> _WHAT YOU SHOULD DO_: Turn the listing below into a JSON list of strings, one string per line, leaving out any blank lines. Include only the lines from the start of the listing through the line containing "top-left (2, 218), bottom-right (12, 232)", with that line included.

#### ROWS ####

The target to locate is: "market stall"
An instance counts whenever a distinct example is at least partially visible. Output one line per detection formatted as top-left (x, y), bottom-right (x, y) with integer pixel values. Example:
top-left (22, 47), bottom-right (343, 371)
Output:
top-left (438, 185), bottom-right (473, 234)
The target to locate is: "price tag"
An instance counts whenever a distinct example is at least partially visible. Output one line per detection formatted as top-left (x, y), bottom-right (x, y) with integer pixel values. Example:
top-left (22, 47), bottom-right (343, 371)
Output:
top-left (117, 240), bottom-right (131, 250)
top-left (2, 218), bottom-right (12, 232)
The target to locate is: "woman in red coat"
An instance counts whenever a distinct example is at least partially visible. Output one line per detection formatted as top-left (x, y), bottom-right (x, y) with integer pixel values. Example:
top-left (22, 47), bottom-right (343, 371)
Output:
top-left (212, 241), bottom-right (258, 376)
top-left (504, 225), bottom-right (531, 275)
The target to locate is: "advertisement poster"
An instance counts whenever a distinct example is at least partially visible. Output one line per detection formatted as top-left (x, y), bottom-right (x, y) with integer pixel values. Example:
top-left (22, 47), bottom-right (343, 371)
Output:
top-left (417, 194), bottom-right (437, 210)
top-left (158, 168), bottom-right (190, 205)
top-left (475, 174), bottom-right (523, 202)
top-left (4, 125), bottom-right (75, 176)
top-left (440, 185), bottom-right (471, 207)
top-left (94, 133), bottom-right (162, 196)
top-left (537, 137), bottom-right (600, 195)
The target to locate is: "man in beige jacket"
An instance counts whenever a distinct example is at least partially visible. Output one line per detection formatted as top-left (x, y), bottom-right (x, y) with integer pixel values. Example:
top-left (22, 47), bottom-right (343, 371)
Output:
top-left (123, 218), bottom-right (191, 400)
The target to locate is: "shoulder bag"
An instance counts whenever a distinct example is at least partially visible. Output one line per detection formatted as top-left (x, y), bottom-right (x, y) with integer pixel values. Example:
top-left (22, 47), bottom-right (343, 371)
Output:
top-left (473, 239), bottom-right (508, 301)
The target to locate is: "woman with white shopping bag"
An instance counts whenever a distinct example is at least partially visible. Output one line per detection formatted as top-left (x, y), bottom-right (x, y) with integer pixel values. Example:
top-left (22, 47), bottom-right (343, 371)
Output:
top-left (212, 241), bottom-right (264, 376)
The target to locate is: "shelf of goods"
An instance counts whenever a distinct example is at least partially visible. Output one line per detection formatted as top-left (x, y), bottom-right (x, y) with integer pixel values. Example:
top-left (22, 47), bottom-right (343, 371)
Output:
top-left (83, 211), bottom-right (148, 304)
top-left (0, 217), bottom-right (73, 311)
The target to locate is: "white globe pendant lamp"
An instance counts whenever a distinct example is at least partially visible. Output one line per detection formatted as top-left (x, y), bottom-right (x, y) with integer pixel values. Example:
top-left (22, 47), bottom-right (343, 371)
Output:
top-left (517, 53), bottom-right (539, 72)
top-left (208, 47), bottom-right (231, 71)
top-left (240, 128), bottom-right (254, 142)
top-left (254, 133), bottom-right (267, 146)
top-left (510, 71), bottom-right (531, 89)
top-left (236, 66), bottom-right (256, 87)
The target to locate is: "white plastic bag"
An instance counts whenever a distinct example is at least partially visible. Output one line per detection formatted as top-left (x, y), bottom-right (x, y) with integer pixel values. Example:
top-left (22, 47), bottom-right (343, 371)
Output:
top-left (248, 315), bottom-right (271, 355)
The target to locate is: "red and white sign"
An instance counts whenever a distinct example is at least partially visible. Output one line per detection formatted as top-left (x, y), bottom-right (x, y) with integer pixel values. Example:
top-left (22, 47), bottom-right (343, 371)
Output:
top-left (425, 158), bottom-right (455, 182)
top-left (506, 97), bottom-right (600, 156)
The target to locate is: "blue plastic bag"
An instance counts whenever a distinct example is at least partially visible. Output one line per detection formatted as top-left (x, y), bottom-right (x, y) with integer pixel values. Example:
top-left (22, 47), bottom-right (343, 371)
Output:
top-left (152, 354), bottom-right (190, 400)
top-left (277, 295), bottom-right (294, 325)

####

> _PROBLEM SOLUTION_:
[
  "The target to locate is: \"market stall\"",
  "An instance counts whenever a distinct example is at least partially visible. Output one line per detection formatted as top-left (x, y), bottom-right (x, y) with integer pixel values. Example:",
  "top-left (22, 47), bottom-right (343, 371)",
  "Output:",
  "top-left (438, 185), bottom-right (473, 234)",
  "The target to locate is: \"price tag\"",
  "An instance counts whenever a distinct example is at least partially visible. Output one line per detection formatted as top-left (x, y), bottom-right (x, y) with integer pixel values. Example:",
  "top-left (22, 47), bottom-right (343, 371)",
  "Output:",
  "top-left (117, 240), bottom-right (131, 250)",
  "top-left (2, 218), bottom-right (12, 232)"
]